What you have to do | Take the line with "Every instance of the white plastic" as the first line and the last line of the data as the final one. Write out those lines exactly, and no others.

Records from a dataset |
________________________________________

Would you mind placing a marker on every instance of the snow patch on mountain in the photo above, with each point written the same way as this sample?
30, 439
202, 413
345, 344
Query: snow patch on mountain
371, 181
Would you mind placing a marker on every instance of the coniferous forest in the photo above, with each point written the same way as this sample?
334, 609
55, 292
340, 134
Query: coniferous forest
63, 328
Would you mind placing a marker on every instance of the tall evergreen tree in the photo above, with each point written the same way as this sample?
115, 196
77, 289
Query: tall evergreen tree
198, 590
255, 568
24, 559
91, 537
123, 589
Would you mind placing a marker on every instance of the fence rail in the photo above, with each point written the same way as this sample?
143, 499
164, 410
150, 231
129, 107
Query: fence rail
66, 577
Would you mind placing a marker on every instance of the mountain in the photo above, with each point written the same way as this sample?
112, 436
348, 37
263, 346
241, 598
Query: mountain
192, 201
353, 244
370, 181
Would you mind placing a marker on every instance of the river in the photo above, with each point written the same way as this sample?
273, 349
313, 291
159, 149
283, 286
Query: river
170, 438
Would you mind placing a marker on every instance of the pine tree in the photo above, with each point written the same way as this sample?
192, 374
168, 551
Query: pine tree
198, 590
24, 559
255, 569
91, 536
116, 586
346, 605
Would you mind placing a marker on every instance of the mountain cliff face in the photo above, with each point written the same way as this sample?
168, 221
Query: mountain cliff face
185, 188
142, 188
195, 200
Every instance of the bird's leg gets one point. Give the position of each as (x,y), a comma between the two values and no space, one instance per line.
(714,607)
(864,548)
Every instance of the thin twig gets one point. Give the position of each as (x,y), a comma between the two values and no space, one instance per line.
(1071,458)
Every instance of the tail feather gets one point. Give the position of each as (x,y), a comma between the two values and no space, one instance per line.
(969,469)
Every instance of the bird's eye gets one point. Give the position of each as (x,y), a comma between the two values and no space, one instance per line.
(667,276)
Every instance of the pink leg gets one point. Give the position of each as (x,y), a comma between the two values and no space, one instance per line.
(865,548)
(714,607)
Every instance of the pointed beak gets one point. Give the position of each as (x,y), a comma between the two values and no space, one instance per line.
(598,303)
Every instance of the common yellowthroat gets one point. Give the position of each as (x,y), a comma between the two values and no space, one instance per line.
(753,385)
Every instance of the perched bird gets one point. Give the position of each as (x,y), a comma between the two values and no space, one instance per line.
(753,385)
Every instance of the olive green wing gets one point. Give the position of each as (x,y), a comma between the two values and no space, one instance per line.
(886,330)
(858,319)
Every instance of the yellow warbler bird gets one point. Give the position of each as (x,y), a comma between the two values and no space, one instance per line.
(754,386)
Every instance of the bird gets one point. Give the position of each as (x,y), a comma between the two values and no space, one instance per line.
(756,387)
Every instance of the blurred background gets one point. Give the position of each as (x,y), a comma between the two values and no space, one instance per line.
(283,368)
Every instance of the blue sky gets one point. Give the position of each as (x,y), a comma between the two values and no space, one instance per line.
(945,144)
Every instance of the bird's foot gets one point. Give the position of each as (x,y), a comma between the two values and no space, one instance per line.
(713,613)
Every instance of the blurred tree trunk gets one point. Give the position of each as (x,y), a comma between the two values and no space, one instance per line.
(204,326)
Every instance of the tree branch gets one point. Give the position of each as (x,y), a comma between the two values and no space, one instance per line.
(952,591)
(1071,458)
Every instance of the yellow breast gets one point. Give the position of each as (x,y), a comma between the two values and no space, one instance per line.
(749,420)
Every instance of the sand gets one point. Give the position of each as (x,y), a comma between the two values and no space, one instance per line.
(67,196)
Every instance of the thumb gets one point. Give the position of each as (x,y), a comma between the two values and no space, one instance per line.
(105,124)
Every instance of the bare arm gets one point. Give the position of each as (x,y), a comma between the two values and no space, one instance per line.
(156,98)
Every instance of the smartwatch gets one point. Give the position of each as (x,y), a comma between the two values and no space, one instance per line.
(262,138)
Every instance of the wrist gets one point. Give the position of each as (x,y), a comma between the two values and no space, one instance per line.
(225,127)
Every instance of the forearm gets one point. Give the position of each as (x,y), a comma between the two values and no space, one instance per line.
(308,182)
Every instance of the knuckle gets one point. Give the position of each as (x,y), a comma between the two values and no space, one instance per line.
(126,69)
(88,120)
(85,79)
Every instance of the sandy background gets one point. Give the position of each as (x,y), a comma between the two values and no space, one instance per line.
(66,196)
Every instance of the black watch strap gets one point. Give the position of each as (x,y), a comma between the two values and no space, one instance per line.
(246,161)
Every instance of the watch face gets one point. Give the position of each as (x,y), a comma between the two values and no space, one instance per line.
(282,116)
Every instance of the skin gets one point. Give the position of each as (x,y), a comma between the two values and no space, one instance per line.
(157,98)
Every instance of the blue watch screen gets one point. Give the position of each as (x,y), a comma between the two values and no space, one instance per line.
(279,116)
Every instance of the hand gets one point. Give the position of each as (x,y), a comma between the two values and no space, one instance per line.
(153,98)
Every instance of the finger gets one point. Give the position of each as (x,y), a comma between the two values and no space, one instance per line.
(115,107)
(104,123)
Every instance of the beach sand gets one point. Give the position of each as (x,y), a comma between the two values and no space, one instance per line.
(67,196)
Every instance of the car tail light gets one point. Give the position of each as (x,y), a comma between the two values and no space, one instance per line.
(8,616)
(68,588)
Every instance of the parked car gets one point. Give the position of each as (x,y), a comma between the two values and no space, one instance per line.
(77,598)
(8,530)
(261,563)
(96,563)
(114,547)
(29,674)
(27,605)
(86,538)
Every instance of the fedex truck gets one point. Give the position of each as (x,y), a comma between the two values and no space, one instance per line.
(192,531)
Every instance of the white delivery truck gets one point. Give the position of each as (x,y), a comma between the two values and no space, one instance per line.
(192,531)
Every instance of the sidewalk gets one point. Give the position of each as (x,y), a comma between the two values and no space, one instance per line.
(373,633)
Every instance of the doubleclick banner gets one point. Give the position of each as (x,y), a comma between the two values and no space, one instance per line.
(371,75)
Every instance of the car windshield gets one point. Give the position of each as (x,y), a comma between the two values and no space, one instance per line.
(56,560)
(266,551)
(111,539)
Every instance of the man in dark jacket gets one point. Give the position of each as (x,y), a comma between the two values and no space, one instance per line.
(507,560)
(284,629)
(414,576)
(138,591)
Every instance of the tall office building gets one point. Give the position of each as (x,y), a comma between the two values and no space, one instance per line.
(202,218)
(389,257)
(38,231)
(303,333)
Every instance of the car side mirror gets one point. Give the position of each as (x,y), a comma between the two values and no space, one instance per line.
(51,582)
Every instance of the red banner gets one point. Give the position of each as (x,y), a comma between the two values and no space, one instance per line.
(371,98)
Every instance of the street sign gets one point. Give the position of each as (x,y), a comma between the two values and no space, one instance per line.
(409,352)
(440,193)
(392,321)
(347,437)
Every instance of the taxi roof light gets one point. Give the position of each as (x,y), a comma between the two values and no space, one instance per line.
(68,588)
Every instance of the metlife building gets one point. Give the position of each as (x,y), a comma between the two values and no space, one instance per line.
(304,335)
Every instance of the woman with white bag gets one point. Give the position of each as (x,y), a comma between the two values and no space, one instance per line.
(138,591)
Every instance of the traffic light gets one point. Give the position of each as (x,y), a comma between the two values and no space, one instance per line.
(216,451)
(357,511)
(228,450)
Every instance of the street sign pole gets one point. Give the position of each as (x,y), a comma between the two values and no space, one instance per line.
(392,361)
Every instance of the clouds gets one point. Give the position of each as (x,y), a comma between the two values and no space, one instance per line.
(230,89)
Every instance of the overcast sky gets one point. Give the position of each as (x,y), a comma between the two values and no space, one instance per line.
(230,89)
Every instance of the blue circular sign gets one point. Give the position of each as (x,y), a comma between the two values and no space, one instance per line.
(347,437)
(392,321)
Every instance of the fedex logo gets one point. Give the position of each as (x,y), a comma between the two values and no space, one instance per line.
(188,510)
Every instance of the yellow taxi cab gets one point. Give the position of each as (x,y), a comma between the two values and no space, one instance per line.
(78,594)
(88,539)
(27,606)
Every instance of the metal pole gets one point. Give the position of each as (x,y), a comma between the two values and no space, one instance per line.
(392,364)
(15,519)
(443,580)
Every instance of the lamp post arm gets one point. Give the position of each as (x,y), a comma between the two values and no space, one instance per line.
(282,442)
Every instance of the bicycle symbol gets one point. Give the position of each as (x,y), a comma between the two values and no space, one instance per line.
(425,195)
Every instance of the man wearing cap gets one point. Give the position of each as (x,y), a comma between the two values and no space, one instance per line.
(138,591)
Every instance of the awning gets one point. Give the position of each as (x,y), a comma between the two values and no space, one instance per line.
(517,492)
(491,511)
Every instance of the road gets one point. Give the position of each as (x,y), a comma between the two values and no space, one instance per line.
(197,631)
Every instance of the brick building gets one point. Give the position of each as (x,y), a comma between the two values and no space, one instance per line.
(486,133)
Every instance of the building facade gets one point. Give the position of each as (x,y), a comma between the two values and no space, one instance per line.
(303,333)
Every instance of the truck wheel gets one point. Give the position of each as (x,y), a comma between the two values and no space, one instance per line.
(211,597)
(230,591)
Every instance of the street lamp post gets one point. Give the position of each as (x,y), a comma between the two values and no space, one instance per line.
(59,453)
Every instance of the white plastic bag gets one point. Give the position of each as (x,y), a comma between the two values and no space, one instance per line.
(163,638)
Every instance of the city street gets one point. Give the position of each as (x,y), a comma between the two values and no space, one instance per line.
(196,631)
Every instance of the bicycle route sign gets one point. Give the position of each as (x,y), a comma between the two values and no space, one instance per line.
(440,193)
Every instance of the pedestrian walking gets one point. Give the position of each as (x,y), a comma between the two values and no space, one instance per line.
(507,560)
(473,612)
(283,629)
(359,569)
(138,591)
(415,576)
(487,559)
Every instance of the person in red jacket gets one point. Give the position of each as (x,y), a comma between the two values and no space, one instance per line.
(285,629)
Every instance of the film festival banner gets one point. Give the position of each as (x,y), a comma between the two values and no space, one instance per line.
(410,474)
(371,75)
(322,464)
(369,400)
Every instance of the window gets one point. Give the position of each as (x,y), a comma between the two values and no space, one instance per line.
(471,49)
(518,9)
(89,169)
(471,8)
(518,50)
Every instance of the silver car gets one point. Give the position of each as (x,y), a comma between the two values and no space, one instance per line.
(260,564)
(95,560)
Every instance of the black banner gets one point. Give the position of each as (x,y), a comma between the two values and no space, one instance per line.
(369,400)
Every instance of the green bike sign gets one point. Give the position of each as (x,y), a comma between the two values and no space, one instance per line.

________________________________________

Written answer |
Every instance of the white plastic bag gets one point. Give the position of each as (x,y), a comma between the two values and no space, one instance per line.
(163,638)
Every instance of the city street gets one point. Give the position of each as (x,y), a comma between the two values and no space, one instance per line.
(196,631)
Every instance of the bicycle route sign gets one point. Give the position of each as (x,y), a comma between the two values and no space, one instance per line.
(440,193)
Every instance of the pedestrian walking gets one point. Give the position of each as (x,y), a comma between the two values and no space, one instance per line.
(507,560)
(473,612)
(283,629)
(359,569)
(138,591)
(415,576)
(487,559)
Every instance of the person in red jacket gets one point. Give the position of each as (x,y), a comma between the two values and no space, one instance per line.
(285,629)
Every instance of the film festival banner gets one point. Give the position of each as (x,y), a comma between the two values and no space, one instance per line.
(410,474)
(371,75)
(322,464)
(369,400)
Every instance of the window gets one point. Give the position of each as (x,y), a comma between the two values and no space, one instance per line.
(471,49)
(518,9)
(89,169)
(471,8)
(518,50)
Every instance of the silver car gets one point. Give the position of each as (x,y), a comma between the two values and no space, one instance per line.
(260,564)
(95,560)
Every instance of the black banner gets one point. Give the position of each as (x,y), a comma between the two values and no space, one instance per line.
(369,400)
Every instance of the green bike sign gets one point. Give the position of each as (x,y), a comma between the two values and no space, one instance per line.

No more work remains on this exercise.